Excerpts of location labeling data:
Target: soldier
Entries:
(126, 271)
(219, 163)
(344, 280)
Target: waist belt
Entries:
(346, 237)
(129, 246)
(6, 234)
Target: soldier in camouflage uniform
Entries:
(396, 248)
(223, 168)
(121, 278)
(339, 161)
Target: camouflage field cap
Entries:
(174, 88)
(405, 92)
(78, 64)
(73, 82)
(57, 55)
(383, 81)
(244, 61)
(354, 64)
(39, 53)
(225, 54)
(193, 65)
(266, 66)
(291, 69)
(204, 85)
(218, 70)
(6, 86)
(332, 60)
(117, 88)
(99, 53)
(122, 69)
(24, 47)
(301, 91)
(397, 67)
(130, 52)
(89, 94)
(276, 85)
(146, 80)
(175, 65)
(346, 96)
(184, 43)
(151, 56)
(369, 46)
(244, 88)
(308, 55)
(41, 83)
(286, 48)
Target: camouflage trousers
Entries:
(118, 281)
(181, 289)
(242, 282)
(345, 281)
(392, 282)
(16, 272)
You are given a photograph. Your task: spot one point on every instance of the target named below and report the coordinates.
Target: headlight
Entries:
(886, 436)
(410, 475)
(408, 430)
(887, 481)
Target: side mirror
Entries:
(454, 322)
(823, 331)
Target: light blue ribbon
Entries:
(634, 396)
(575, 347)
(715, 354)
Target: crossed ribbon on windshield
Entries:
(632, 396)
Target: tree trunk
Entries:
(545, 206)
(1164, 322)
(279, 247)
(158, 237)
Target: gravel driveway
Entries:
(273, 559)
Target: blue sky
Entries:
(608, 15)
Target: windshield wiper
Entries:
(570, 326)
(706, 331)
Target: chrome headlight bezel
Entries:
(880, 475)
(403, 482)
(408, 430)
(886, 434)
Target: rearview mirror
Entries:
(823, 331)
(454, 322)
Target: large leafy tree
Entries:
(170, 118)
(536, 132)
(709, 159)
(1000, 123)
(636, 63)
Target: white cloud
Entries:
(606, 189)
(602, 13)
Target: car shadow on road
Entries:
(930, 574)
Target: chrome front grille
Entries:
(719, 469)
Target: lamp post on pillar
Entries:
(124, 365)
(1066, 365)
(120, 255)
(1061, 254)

» SHORT TASK: Copy every line of the records above verbatim, from start to finish.

» FULL OUTPUT:
Target: soldier
Entries:
(126, 271)
(219, 163)
(344, 280)
Target: waist belt
Entries:
(346, 237)
(129, 246)
(6, 234)
Target: soldier in camouflage uniform
Entries:
(396, 248)
(223, 168)
(121, 278)
(339, 161)
Target: camouflage field cap
Entries:
(174, 88)
(405, 92)
(78, 64)
(73, 82)
(57, 55)
(383, 81)
(244, 61)
(354, 64)
(39, 53)
(225, 54)
(193, 65)
(266, 66)
(291, 69)
(204, 85)
(218, 70)
(6, 86)
(332, 60)
(117, 88)
(99, 53)
(122, 69)
(24, 47)
(301, 91)
(397, 67)
(130, 52)
(89, 94)
(276, 85)
(146, 80)
(175, 65)
(346, 96)
(184, 43)
(151, 56)
(369, 46)
(244, 88)
(308, 55)
(41, 83)
(286, 48)
Target: camouflage trousers
Entries:
(118, 281)
(181, 289)
(242, 282)
(345, 281)
(392, 282)
(16, 272)
You are given a photograph. Your task: spot one point on every instance of the target named below and report the coordinates.
Target: headlight
Entries:
(886, 436)
(410, 475)
(408, 430)
(887, 481)
Target: side mirror
Entries:
(454, 322)
(823, 331)
Target: light blue ribbon
Entries:
(634, 396)
(575, 347)
(715, 354)
Target: crossed ribbon on windshield
Entries:
(632, 396)
Target: tree trunk
Entries:
(545, 206)
(1164, 322)
(279, 247)
(158, 237)
Target: gravel driveway
Entries:
(273, 559)
Target: blue sky
Entries:
(608, 15)
Target: windshield wiper
Entries:
(570, 326)
(706, 331)
Target: chrome headlight bezel
Entries:
(880, 475)
(403, 482)
(408, 430)
(886, 434)
Target: rearview mirror
Entries:
(823, 331)
(454, 322)
Target: large leafy tree
Entries:
(170, 118)
(536, 132)
(709, 159)
(1000, 123)
(636, 63)
Target: white cloud
Entries:
(606, 189)
(602, 13)
Target: car shadow on road
Entries:
(930, 574)
Target: chrome front grille
Entries:
(719, 469)
Target: lamp post on pillar
Entries:
(124, 365)
(1066, 365)
(120, 255)
(1061, 254)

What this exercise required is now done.